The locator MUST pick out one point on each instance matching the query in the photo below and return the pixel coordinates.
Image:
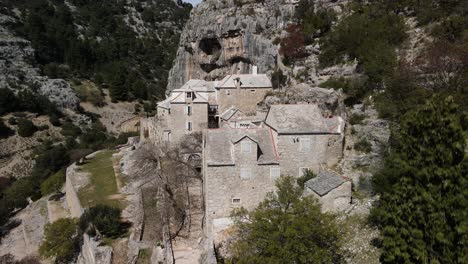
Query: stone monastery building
(246, 148)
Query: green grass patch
(144, 256)
(102, 184)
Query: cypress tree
(423, 209)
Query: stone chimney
(237, 82)
(254, 70)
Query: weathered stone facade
(178, 124)
(198, 105)
(338, 199)
(245, 100)
(292, 140)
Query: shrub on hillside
(304, 178)
(8, 101)
(105, 219)
(61, 241)
(368, 35)
(363, 145)
(70, 130)
(356, 119)
(54, 183)
(278, 79)
(4, 130)
(285, 228)
(50, 159)
(26, 128)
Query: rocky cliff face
(230, 36)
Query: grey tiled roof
(219, 145)
(197, 86)
(299, 119)
(228, 113)
(247, 81)
(165, 104)
(324, 182)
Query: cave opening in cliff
(208, 67)
(238, 59)
(210, 46)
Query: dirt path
(187, 249)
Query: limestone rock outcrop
(229, 37)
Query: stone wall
(71, 191)
(92, 253)
(244, 99)
(292, 158)
(178, 118)
(223, 183)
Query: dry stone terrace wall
(337, 199)
(74, 181)
(224, 184)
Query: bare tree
(170, 168)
-------
_Task_
Each line of the listing above belongs in the answer exactly as written; the pictures do not.

_Expected answer_
The locator MUST pick out one point on each instance matching the query in the photo below and return the pixel coordinates.
Image:
Query: stone monastery building
(246, 148)
Query: green grass patch
(144, 256)
(102, 184)
Query: cypress tree
(423, 209)
Query: stone chimney
(237, 82)
(254, 70)
Query: weathered stone facade
(178, 124)
(198, 105)
(338, 199)
(245, 100)
(292, 140)
Query: shrub on hillside
(304, 178)
(8, 101)
(105, 219)
(61, 241)
(368, 35)
(363, 145)
(70, 130)
(356, 119)
(54, 183)
(278, 79)
(4, 130)
(285, 228)
(50, 159)
(26, 128)
Query: rocky cliff face
(230, 36)
Query: grey tiled roof
(219, 145)
(197, 86)
(299, 119)
(228, 113)
(247, 81)
(165, 104)
(324, 182)
Query: cave opening in cliff
(208, 67)
(238, 59)
(210, 46)
Query: dirt path
(187, 249)
Query: limestone rock outcrop
(229, 37)
Query: stone wall
(71, 191)
(92, 253)
(244, 99)
(292, 158)
(178, 118)
(223, 183)
Query: dry stone terrace wall
(337, 199)
(74, 181)
(224, 184)
Query: bare tree
(170, 168)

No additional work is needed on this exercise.